Douglas Brown and Steven Wrathmall, ‘Geographical modelling of language decline’, Royal Society Open Science 10 (2023): 221045 (online at https://royalsocietypublishing.org/doi/10.1098/rsos.221045)
Statistical modelling has been used to predict traffic flows, stock market fluctuations and opinion polls among other things. Here, two physicists at Durham University have applied it to the geography of culture change, using the Cornish and Welsh languages as illustration. Apart from some work modelling the boundaries of English dialects the authors claim that this is the first attempt to model the historical geography of a language.
I won’t pretend to understand the details of the maths underlying their model. Suffice it to say that it’s a complex differential equation using finite difference method. The basic factors included in the model are population distribution and density, interaction of the population over time, competition with English and the pressure to conform to the dominant language. Given these, the model aims to predict the course of language change over time and compare it with what actually happened. In the case of Cornish, a starting point is assumed when the language was spoken up to the Rivers Tamar and Ottery and its spatial decline is then modelled to an end point around 1800, when it disappeared in a puff of curses from Dolly Pentreath.
Interestingly, the modellers found that with no bias against Cornish, or pressure to conform, according to their model the language boundary should have remained well to the east of Bodmin as late as 1700, instead of by then being pushed to the margins of the Lizard and West Penwith. As bias against Cornish is increased in the model the historical geography comes to resemble – broadly – what is thought to have actually happened.
The authors conclude that their model could be used more widely to predict vulnerability to language decline in any particular district (or any culture change than can be mapped come to that), although only in the absence of regular movement between population centres. Moreover, they reach the intriguing conclusion that the geography of Cornwall may have played ‘a greater role than is typically imagined’, greater that is than transient political events such as the Reformation or the 1549 rising. They also intruigingly suggest that Cornish was ‘already at a geographical disadvantage’ given the topography of its territory.

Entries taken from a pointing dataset

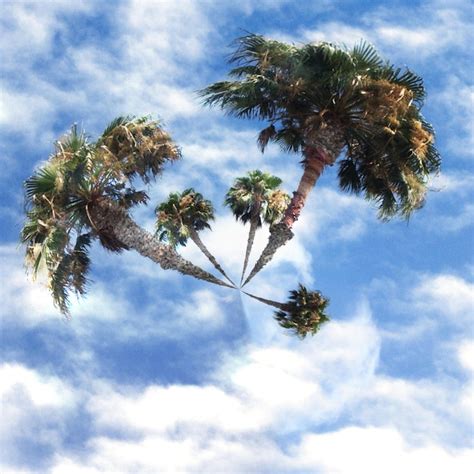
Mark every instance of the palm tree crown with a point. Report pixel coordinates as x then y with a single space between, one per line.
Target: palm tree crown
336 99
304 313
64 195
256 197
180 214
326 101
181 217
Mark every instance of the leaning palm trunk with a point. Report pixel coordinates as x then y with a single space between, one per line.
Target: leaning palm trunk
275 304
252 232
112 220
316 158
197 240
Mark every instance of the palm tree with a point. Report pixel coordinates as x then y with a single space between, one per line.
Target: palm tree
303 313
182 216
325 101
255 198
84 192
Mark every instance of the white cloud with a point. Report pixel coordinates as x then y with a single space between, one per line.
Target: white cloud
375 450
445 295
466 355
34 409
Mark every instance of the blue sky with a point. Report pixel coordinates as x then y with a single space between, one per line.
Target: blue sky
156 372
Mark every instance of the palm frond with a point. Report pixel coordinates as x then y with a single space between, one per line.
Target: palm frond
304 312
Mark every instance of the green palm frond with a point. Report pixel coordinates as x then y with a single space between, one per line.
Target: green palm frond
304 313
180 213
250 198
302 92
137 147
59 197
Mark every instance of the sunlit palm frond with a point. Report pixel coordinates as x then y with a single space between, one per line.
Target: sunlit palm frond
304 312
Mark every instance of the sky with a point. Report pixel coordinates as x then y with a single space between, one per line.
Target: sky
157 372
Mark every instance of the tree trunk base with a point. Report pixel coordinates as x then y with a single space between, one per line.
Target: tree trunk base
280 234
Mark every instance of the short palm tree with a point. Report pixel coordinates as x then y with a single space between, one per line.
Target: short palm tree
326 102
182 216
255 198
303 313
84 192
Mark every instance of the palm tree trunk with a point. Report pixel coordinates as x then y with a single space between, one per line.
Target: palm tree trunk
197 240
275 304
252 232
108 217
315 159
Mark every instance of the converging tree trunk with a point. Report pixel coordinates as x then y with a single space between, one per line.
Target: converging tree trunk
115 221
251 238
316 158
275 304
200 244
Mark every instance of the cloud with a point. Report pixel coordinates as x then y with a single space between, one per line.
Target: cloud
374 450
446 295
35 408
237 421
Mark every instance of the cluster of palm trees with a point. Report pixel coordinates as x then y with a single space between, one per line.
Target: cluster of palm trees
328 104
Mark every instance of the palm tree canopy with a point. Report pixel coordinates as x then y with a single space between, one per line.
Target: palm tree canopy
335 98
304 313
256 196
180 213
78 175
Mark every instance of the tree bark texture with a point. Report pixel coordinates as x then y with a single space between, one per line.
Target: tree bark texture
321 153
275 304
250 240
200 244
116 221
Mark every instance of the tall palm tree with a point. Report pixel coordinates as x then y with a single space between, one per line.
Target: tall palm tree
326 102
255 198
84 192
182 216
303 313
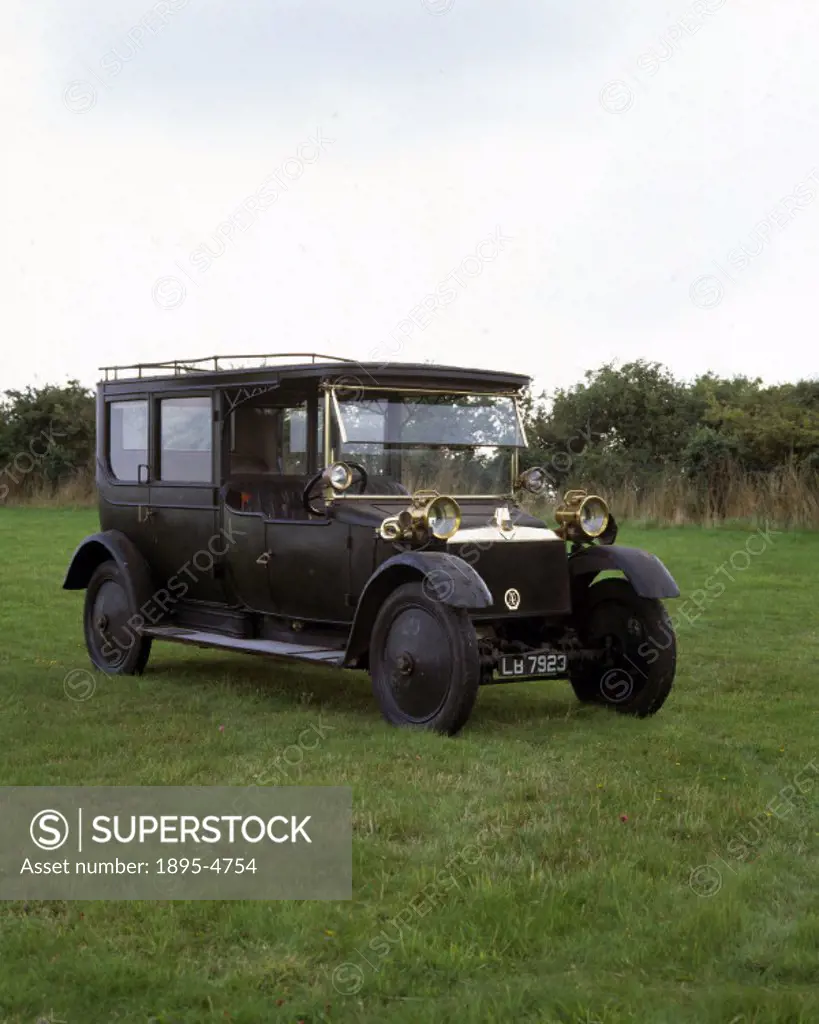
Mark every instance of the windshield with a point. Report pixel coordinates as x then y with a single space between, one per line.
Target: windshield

Stated goal: Resume the review of the language decline study from where it stops. The records have no connection to the review of the language decline study.

Output for this task:
Of course, like any model, credibility depends on its inputs. Some of the assumptions made here are questionable, to say the least. For example, the modern population distribution is assumed to be a proxy for the past. Yet, by the end point of 1800, west Cornwall had been in the throes of industrialisation for almost a century. A population distribution skewed towards the east in the middle ages was already well on the way to being reversed and skewed to the west.
Moreover, the sources used for the real decline of the language are limited to M.J.Ball’s 1993 edition of The Celtic Languages and Ken George’s speculations about the number of Cornish speakers over time published in 1986. More recent discussions of the historical geography of Cornish, for example Matthew Sprigg’s work of 2003 (Cornish Studies 11) or Oliver Padel’s discussion of where middle Cornish was spoken have been ignored.
Ken George’s work is seriously flawed in at least three ways. First, there is an assumption that the boundary between Cornish and English-speaking areas steadily moved westwards over time. This misses the now generally recognised stability from around 1300 to 1500 that produced the clear isogloss running from the Camel estuary south to Fowey.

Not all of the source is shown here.